Repeat exactly, and only, the lines from the one holding "Would you be able to mark the chicken" through the last line of the records below.

┌────────

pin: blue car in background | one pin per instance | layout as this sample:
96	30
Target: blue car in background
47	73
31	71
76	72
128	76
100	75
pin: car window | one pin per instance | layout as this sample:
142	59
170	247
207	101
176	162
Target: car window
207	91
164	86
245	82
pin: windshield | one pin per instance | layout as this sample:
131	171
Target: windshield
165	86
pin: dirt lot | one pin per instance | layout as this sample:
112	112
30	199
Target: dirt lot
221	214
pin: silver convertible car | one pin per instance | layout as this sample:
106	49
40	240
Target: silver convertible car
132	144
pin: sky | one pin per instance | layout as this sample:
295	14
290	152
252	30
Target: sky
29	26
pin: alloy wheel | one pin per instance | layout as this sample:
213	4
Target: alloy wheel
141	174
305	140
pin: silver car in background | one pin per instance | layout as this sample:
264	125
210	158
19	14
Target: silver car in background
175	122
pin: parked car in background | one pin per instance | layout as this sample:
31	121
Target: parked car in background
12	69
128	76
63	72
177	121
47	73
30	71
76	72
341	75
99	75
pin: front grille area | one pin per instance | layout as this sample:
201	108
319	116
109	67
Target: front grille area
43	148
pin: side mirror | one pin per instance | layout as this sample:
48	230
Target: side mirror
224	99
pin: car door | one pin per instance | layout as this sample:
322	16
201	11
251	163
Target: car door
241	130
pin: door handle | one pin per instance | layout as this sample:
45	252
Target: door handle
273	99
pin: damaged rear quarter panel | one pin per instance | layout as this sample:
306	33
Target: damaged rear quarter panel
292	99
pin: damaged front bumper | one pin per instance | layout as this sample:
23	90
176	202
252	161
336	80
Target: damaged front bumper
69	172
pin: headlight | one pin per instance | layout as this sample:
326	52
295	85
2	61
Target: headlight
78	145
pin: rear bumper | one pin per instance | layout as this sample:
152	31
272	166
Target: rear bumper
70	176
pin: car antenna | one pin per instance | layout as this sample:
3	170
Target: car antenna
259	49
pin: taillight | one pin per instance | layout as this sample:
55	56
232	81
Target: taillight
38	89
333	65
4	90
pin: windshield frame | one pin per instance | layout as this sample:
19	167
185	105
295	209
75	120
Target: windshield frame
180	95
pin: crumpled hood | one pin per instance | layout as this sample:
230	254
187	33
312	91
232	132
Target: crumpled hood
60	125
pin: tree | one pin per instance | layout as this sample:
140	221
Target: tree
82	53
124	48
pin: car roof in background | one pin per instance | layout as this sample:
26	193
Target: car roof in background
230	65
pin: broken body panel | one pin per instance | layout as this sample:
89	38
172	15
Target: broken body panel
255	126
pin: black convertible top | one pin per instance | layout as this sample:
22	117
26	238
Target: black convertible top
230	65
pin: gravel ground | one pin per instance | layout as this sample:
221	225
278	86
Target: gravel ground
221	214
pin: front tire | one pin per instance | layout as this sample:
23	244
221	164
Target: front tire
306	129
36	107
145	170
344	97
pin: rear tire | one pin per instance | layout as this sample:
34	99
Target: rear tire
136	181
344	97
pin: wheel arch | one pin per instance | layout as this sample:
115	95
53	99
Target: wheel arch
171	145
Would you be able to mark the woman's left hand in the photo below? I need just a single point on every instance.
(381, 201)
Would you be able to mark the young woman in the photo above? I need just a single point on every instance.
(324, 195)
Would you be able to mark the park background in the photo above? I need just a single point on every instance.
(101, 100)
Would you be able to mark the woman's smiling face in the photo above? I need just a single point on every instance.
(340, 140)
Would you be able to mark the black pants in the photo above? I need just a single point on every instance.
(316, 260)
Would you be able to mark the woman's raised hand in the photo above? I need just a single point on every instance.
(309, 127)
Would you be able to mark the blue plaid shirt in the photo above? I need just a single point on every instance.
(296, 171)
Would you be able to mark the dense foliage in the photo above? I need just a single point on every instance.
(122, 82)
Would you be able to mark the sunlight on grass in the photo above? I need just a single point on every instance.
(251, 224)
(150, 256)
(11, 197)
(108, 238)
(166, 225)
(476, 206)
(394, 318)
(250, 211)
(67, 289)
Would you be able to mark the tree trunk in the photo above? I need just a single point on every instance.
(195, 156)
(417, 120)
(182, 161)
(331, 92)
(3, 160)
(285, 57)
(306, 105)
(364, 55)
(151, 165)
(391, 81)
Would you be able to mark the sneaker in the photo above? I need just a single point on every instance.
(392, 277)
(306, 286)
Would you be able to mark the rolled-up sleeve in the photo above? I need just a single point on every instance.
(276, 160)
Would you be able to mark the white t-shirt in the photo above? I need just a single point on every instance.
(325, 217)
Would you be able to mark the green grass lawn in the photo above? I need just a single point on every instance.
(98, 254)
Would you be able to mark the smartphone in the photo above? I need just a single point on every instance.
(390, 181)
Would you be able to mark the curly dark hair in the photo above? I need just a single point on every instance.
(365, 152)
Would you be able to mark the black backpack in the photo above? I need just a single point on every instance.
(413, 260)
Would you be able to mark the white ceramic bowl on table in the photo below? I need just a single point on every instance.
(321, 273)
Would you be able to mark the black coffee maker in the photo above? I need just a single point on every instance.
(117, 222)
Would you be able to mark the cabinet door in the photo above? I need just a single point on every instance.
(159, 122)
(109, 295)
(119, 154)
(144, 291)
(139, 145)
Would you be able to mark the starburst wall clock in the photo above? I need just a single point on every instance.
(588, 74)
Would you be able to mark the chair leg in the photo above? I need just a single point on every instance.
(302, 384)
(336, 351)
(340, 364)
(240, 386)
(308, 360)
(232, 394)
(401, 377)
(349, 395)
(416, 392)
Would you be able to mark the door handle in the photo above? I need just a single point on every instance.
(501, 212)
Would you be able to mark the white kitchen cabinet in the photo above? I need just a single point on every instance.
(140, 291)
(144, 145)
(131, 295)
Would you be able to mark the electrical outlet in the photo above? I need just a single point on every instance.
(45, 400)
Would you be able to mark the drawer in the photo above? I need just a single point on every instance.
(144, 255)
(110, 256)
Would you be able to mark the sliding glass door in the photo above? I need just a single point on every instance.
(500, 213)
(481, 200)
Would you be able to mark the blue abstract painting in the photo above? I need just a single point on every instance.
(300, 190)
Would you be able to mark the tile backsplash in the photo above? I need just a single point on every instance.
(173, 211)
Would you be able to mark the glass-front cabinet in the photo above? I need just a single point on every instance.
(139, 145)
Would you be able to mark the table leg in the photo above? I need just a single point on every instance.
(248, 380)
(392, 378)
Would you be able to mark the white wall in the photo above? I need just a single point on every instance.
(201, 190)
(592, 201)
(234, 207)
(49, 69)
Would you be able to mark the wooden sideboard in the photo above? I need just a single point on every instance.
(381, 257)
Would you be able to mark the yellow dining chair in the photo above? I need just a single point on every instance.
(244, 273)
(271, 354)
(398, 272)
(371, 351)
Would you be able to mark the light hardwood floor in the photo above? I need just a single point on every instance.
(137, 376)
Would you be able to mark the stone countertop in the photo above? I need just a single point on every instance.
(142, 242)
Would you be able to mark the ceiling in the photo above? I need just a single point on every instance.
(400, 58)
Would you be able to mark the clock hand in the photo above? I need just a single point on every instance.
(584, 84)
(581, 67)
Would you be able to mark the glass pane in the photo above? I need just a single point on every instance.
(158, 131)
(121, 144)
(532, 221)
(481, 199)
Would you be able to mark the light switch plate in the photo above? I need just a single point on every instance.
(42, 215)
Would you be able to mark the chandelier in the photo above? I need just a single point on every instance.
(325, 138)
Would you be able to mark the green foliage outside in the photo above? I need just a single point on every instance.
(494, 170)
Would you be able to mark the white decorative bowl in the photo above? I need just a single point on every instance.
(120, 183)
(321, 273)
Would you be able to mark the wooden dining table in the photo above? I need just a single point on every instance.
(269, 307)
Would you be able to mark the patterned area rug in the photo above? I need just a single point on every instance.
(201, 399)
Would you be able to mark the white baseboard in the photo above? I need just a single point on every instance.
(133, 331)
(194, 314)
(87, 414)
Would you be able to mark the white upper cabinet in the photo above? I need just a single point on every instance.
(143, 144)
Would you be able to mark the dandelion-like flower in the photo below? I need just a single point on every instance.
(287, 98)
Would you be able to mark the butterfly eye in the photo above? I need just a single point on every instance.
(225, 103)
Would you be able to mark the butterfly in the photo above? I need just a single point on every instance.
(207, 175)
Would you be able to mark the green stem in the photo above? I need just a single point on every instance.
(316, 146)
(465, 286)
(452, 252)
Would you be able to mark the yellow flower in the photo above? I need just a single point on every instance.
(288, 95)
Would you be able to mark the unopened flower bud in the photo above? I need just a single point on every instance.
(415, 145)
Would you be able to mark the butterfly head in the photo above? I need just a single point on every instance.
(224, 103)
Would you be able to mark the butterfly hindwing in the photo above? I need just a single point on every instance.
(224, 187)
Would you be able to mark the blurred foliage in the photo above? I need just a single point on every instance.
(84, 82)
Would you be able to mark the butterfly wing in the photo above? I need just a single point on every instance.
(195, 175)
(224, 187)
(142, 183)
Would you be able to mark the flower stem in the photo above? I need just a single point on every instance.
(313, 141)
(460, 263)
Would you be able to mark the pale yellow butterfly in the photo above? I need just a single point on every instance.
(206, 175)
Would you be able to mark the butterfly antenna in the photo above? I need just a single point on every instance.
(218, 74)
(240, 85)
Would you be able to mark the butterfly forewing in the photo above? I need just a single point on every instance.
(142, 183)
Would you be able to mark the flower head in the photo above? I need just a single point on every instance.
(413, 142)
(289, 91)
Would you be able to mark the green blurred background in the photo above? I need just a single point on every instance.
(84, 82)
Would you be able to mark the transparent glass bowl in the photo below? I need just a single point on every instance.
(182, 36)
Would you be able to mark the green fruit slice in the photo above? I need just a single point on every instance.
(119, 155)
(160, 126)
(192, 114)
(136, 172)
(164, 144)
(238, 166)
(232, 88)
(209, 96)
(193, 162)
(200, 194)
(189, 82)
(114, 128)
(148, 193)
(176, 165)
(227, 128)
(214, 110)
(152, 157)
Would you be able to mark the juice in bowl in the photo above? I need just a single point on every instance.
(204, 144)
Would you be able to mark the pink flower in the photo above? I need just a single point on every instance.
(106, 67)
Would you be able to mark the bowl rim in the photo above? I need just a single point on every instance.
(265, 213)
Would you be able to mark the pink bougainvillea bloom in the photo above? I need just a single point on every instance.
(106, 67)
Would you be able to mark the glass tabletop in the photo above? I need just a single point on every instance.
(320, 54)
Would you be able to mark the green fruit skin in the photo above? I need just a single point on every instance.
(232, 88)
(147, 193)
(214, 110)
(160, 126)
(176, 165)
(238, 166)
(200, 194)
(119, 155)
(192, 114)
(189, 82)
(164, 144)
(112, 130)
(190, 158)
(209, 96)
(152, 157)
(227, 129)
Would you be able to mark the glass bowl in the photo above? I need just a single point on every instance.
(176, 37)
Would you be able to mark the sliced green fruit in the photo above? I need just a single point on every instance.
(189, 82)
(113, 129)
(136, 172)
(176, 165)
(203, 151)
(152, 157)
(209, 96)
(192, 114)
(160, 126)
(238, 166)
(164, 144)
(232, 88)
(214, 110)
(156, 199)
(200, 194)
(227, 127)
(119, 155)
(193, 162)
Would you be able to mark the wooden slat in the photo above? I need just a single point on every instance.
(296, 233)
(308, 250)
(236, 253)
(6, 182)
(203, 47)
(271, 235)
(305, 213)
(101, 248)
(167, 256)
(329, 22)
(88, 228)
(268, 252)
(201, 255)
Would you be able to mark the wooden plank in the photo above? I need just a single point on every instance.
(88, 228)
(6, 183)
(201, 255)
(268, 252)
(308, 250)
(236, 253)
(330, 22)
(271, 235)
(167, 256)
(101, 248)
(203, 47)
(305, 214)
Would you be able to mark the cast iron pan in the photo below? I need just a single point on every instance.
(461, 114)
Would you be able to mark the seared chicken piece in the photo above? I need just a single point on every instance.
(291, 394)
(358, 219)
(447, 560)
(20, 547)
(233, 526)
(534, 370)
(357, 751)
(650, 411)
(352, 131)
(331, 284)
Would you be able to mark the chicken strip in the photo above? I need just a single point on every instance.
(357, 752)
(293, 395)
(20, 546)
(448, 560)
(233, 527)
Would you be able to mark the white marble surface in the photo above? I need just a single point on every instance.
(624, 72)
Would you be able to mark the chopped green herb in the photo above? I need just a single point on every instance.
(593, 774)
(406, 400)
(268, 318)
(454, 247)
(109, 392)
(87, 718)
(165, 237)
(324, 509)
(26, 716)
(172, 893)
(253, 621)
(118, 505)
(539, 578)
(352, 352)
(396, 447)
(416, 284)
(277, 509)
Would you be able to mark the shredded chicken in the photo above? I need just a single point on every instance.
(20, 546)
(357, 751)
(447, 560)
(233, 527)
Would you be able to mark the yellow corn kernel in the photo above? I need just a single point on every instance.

└────────

• **Solution**:
Would you be able to mark the chicken strip in the photo above? I need just a single point on every instance.
(357, 752)
(293, 395)
(20, 546)
(448, 560)
(233, 527)
Would you be able to mark the white marble surface in the photo above? I need just a single point on every instance.
(624, 72)
Would you be able to mark the chopped green herb in the photo above? I need just a single point on every instance.
(593, 774)
(406, 400)
(268, 318)
(454, 247)
(109, 392)
(87, 718)
(165, 237)
(324, 509)
(26, 716)
(172, 893)
(253, 621)
(118, 505)
(539, 578)
(352, 352)
(396, 447)
(416, 284)
(277, 509)
Would you be able to mark the shredded chicken in the photo above? I need just a single point on every instance.
(20, 546)
(357, 751)
(447, 560)
(233, 527)
Would you be able to mark the yellow corn kernel in the photo above? I need just a single point on every instance.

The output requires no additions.